## [The problem]
Transcribe the passage of the blog post on weight loss and self-image word for word, starting at the words "As I have broadcast" and stopping after "my innermost self.".

## [Passage to read]

◆ ◆ ◆ ◆ ◆ ◆ ◆

Friday, February 20, 2015

Evolving Self

As I have broadcast over the past months, this has been a year of physical transformation . In a week I have an appointment with my psychiatrist and there will be questions about how I am feeling. Shall I give her the Cole's notes version, or really get in to it? Because there's lots of feelings, and an evolving sense of self. As my body downsizes, there's a mismatch between what I think I look like (can't keep up), there's the different reactions from people around me (face it, our self image is often defined by the reflections from others), and my innermost self.

There's a great article by Kerry Colpitts, who describes the social changes associated with significant weight loss.


I don't intend to repeat those thoughts here. I'd rather talk more about my innermost self and the effect of the physical changes on my mood.

I wonder how much others really are interested in my innermost, but that's what is most significant for me. As a well-socialized introvert, I still prefer my own scintillating internal dialogue. Translating for the external audience, well, is exhausting. But here I go. If I write it down, I might save having to repeat myself. When I was my largest, there already was a mismatch between my inner image and my external self. Inside I'm slim, I'm dynamic. Denial and avoidance are very handy tools, and they worked pretty well as long as flitted past my reflection real fast. Now I gaze in the mirror longer. I measure, I compare. There are new bones to discover and I lay in bed at night feeling my rib cage, my collarbone, my shoulders. I massage the loosening rolls of fat in my back.

Frankly, I'd be happy to stay where I am. At the top of my ribcage I am my smallest, a size ten. The excess fat and skin at my belly and my breasts means I am size 12/14 for slacks, but I need a Kim Kardashian sized bra. I am a pear with breasts.

◆ ◆ ◆ ◆ ◆ ◆ ◆

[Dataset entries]
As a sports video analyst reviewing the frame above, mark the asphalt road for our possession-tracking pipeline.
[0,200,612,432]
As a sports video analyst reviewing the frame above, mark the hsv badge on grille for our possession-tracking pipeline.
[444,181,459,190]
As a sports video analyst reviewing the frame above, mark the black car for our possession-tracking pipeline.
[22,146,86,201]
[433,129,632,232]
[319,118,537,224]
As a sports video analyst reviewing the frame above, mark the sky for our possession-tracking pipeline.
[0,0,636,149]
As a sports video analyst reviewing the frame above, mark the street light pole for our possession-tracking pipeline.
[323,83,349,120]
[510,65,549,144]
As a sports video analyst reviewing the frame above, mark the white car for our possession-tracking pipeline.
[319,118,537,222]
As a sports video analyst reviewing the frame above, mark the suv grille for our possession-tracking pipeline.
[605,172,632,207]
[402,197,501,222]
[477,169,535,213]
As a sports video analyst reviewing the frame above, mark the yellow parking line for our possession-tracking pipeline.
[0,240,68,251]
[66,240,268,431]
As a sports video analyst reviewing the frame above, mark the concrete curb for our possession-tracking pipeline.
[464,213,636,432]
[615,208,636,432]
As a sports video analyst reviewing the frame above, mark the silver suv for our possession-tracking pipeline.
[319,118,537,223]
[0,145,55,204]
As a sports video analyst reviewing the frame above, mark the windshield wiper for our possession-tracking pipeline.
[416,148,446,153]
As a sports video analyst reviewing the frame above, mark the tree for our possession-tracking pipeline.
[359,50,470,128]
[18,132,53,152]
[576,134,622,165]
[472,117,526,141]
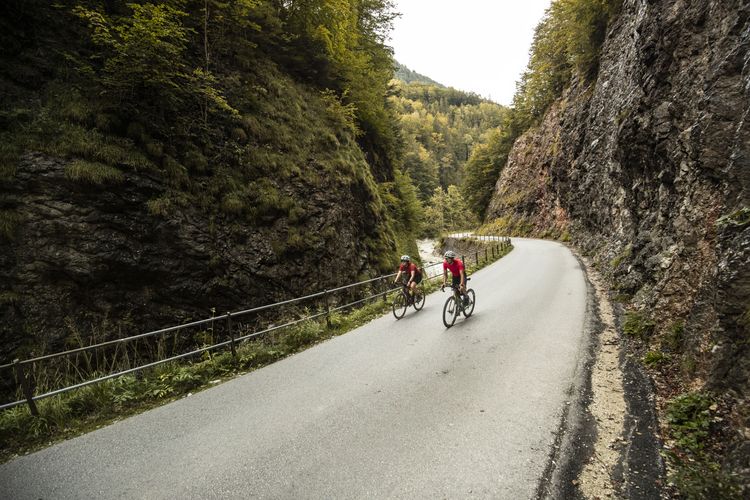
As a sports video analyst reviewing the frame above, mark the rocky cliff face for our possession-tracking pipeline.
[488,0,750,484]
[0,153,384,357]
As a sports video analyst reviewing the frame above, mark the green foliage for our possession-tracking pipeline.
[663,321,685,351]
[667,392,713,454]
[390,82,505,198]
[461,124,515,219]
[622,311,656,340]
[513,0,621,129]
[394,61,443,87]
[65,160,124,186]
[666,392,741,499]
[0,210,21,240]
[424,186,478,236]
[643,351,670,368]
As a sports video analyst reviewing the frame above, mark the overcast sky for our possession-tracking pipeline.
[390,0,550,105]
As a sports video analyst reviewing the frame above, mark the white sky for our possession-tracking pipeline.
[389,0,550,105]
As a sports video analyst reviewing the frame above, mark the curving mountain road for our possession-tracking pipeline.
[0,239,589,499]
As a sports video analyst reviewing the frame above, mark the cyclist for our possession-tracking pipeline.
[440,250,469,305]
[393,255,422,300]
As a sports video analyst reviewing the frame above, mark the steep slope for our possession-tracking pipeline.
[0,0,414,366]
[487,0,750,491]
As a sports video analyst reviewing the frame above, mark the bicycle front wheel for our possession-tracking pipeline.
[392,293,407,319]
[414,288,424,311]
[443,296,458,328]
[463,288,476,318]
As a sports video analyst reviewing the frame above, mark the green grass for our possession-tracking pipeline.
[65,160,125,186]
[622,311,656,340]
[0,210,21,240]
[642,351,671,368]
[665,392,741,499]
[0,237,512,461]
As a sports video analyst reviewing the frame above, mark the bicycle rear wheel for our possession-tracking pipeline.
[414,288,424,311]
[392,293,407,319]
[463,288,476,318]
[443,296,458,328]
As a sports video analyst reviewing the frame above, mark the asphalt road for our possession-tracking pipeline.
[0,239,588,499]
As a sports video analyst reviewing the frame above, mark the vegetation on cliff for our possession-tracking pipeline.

◆ ◆ ◆ ◆ ◆ ◆ ◆

## [Response to this exercise]
As I have broadcast over the past months, this has been a year of physical transformation . In a week I have an appointment with my psychiatrist and there will be questions about how I am feeling. Shall I give her the Cole's notes version, or really get in to it? Because there's lots of feelings, and an evolving sense of self. As my body downsizes, there's a mismatch between what I think I look like (can't keep up), there's the different reactions from people around me (face it, our self image is often defined by the reflections from others), and my innermost self.